→ Tareas pendientes:
**1.** Según el texto sobre el Mobile, ¿qué permitió que esta apuesta estratégica se aislara de las turbulencias del año pasado? Responde en una a tres frases.
**2.** Prosigue el texto sobre el Mobile a partir de su última frase.

Pongamos, para acabar, un caso positivo: el Mobile. Superada la visión naif con que lo juzgaba el colauisme antes de mandar, esta apuesta estratégica se aisló de las turbulencias del año pasado gracias a una cuidadosa diplomacia de Estado (gracias, en parte, a la complicidad del liberal Lassalle –en tanto que secretario de Estado para la Sociedad de la Información, ya decapitado por el Gobierno Sánchez–). Y la consolidación de esta Fira en la Gran Barcelona, en consecuencia, ha permitido al Ayuntamiento sacar adelante una serie de políticas que benefician al conjunto de los ciudadanos.

→ Líneas aportadas:
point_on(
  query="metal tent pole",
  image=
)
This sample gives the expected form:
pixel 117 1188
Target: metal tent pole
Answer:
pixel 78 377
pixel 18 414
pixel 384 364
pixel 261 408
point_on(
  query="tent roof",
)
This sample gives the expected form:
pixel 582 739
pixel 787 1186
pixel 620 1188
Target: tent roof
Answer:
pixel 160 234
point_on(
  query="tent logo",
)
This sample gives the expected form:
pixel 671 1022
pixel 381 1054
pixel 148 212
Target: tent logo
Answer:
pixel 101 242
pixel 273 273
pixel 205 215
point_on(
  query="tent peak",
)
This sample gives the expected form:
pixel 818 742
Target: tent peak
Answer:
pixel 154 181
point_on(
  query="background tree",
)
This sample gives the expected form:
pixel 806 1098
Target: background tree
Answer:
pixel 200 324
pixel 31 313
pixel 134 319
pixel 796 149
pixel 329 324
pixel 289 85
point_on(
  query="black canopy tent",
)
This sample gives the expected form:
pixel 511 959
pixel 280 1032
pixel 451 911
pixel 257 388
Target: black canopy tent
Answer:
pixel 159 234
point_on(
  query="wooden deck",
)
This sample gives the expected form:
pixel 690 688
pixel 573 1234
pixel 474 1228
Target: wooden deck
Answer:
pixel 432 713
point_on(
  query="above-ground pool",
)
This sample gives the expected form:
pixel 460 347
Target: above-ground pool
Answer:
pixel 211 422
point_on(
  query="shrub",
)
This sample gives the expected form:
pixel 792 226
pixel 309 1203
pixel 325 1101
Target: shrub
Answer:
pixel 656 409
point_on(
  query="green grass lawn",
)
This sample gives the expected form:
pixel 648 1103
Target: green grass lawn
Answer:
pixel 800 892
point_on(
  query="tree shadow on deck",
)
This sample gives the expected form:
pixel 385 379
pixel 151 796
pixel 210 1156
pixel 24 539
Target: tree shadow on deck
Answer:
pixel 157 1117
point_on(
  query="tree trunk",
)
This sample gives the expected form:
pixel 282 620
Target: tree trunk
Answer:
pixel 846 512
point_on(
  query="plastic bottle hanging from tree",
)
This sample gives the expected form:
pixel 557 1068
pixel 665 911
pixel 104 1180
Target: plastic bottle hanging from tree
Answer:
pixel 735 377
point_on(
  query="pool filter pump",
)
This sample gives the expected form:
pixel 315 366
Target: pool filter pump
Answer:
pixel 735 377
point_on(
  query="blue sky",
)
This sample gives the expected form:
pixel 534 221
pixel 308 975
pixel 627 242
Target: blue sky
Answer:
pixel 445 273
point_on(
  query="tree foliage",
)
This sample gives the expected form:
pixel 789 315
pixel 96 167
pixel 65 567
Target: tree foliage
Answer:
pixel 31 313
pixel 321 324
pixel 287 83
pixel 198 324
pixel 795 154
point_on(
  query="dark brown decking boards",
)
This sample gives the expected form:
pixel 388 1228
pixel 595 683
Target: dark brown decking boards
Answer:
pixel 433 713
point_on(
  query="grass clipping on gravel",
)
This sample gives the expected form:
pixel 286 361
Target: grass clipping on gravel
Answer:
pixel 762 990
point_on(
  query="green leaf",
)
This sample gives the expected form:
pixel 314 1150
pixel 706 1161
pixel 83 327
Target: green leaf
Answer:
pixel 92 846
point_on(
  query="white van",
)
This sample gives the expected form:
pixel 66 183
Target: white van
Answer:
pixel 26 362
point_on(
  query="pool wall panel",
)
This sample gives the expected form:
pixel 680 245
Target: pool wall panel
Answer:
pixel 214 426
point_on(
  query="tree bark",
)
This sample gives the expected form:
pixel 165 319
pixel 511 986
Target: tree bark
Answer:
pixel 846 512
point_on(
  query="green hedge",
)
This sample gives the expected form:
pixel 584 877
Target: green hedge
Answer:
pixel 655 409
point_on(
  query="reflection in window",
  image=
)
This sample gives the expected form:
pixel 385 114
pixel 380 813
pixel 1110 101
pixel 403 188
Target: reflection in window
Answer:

→ Resultados por tarea:
**1.** Se aisló gracias a una cuidadosa diplomacia de Estado. Esa diplomacia se apoyó en parte en la complicidad del liberal Lassalle, en su papel de secretario de Estado para la Sociedad de la Información.

**2.**
Barcelona lo tiene casi todo a favor para consolidarse como una ciudad referencial en el mundo. Puede ser también un motor democratizador continental y podría actuar como un conector para normalizar el conflicto territorial. No hay ciudad del sur de Europa que pueda competir con su atractivo. Pero para que su capital simbólico se convierta en realidad hace falta, ante todo, que tenga el Estado a favor. Ahora que todo el mundo lo reivindica, habrá que convenir que este fue el eje de la idea política de Barcelona de Pasqual Maragall.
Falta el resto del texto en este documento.